>>>>

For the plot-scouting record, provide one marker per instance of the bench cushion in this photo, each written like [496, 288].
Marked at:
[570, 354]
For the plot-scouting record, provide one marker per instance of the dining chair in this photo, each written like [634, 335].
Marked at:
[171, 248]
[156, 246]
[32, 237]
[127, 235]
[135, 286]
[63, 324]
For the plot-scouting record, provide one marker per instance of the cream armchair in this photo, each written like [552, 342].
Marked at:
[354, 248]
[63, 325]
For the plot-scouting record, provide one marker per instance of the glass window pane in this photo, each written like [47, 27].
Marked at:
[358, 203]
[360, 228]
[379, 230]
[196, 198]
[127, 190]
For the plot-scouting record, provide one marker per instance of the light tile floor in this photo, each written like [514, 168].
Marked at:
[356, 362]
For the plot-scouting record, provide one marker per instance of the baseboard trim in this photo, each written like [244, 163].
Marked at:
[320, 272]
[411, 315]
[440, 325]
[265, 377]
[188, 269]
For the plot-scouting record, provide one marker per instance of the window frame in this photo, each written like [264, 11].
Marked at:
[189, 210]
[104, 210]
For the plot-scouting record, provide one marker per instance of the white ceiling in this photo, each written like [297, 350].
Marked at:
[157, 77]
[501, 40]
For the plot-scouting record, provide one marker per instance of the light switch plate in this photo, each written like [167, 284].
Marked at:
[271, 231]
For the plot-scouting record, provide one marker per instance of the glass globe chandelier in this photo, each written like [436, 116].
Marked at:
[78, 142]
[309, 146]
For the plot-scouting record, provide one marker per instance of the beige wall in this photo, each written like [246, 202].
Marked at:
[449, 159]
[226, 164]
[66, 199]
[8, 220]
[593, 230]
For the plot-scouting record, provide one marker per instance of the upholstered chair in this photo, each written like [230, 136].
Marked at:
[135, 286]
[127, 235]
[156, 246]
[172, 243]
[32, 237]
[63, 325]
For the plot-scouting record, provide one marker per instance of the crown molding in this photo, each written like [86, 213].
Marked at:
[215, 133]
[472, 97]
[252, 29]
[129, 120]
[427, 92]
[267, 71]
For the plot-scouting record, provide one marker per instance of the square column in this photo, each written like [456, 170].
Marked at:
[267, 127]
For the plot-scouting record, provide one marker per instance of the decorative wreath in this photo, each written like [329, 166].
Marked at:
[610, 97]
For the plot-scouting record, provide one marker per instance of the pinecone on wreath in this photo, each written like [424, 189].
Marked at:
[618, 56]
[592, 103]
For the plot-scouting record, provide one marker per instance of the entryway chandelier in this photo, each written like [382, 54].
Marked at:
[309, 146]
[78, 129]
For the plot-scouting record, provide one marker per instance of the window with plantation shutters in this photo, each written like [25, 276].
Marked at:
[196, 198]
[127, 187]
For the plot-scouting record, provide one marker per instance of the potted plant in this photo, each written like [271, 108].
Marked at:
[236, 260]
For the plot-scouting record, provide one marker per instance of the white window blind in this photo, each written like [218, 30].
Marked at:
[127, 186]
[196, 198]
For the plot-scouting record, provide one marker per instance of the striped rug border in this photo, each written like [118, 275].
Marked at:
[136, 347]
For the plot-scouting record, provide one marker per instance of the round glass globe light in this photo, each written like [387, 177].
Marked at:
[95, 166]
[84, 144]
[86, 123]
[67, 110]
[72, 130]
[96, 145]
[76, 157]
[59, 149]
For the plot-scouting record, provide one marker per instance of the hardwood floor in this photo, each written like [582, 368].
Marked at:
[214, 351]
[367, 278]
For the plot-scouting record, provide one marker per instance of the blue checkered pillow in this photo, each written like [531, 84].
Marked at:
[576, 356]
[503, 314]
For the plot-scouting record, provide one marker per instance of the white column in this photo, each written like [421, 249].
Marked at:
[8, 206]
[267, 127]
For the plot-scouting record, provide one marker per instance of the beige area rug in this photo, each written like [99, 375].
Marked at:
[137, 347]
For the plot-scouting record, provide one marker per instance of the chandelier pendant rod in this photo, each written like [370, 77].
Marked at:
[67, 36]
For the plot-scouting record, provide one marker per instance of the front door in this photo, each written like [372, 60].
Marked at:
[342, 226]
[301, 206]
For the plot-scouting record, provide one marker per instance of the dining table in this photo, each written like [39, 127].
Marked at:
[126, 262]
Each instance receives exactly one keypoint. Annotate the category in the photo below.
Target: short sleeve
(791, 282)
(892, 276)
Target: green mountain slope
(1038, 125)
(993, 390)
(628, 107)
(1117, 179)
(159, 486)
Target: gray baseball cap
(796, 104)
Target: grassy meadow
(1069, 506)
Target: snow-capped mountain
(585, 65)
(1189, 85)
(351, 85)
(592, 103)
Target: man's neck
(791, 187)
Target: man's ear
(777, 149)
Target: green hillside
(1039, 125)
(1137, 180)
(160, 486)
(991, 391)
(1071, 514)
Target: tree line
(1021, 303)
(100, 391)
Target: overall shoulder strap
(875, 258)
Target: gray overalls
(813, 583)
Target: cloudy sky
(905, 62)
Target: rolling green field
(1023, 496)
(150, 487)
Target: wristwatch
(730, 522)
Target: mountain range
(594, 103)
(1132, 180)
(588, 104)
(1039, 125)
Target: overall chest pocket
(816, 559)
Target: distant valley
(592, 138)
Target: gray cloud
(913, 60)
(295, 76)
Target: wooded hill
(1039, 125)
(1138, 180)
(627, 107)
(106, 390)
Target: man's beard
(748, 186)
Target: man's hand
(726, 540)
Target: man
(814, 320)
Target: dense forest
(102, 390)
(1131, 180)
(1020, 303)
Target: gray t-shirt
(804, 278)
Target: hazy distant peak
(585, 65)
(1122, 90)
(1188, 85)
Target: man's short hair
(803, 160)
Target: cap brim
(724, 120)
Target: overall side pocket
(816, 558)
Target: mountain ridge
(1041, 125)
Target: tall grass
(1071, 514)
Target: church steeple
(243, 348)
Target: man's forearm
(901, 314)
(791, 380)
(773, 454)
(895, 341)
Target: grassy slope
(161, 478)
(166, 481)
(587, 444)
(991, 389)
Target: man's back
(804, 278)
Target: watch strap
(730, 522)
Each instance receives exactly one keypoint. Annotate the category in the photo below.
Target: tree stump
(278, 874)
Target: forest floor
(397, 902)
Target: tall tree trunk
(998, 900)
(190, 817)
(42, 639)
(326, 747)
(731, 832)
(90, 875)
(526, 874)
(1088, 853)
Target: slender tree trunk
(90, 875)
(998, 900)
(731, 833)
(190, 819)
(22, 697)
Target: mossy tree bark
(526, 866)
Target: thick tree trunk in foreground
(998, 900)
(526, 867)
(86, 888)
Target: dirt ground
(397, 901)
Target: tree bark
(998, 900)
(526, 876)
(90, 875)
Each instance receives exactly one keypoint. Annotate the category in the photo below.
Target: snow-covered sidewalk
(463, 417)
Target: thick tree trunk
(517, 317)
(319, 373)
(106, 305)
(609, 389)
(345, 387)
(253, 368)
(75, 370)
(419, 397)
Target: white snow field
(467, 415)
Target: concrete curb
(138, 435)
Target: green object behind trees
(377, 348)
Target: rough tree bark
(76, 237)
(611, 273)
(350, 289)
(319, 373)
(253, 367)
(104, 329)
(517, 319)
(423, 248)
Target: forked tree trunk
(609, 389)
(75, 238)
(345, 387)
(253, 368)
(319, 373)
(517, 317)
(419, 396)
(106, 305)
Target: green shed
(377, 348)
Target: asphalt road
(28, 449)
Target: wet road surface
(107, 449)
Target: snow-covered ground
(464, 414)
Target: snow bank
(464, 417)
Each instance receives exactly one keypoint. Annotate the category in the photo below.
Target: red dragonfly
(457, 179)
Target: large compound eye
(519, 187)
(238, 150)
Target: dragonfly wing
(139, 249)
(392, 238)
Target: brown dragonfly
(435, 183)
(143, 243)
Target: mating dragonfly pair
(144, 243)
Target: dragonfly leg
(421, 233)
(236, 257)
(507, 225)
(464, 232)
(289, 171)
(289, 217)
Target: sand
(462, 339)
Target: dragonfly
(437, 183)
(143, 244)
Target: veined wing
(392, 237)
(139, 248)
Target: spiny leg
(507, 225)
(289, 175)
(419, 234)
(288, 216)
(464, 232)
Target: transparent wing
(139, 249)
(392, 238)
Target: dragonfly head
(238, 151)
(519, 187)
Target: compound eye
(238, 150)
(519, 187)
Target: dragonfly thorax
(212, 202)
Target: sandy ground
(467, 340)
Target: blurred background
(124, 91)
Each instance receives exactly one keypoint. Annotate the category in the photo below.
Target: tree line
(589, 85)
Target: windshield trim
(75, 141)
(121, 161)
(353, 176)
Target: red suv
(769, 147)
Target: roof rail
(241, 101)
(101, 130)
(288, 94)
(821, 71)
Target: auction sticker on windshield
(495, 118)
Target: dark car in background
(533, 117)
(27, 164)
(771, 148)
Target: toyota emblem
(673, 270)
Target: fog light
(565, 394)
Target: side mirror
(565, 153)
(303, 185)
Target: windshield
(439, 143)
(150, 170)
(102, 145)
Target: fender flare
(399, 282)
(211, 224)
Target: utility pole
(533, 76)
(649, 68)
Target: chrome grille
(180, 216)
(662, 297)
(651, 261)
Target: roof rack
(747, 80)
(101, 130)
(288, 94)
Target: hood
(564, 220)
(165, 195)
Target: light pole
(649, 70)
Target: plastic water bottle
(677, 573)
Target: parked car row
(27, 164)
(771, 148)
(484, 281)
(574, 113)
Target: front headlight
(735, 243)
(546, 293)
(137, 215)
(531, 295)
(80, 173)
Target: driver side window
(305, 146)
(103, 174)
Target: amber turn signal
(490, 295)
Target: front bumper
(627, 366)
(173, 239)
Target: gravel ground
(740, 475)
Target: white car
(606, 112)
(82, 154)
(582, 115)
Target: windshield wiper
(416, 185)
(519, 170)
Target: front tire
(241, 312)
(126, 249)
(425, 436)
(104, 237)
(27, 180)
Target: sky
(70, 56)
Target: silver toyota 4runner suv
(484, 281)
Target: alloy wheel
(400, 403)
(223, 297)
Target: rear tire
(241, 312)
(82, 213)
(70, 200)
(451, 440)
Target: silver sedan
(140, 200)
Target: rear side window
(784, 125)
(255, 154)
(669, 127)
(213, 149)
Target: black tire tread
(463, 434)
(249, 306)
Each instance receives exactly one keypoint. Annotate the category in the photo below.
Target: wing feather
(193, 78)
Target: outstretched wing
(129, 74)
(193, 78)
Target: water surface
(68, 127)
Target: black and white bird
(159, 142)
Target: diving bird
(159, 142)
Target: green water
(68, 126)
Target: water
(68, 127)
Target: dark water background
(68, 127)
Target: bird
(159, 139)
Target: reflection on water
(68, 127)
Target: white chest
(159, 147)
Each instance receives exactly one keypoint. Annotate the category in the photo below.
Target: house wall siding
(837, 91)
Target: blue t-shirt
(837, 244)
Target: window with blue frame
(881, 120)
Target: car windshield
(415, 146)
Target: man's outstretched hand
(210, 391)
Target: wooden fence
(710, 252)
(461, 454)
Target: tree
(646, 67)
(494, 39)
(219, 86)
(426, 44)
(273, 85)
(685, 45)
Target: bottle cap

<<<<

WRITTEN INSTRUCTION: Turn the part of the records that begins with the line containing "Target: man's outstretched hand" and runs through the last line of the records into a numbered list. Include both ends, leave out any blank lines, and list nothing else.

RESPONSE:
1. Target: man's outstretched hand
2. (210, 391)
3. Target: wooden fence
4. (710, 252)
5. (461, 454)
6. Target: tree
7. (646, 67)
8. (494, 39)
9. (219, 86)
10. (426, 44)
11. (273, 85)
12. (685, 45)
13. Target: bottle cap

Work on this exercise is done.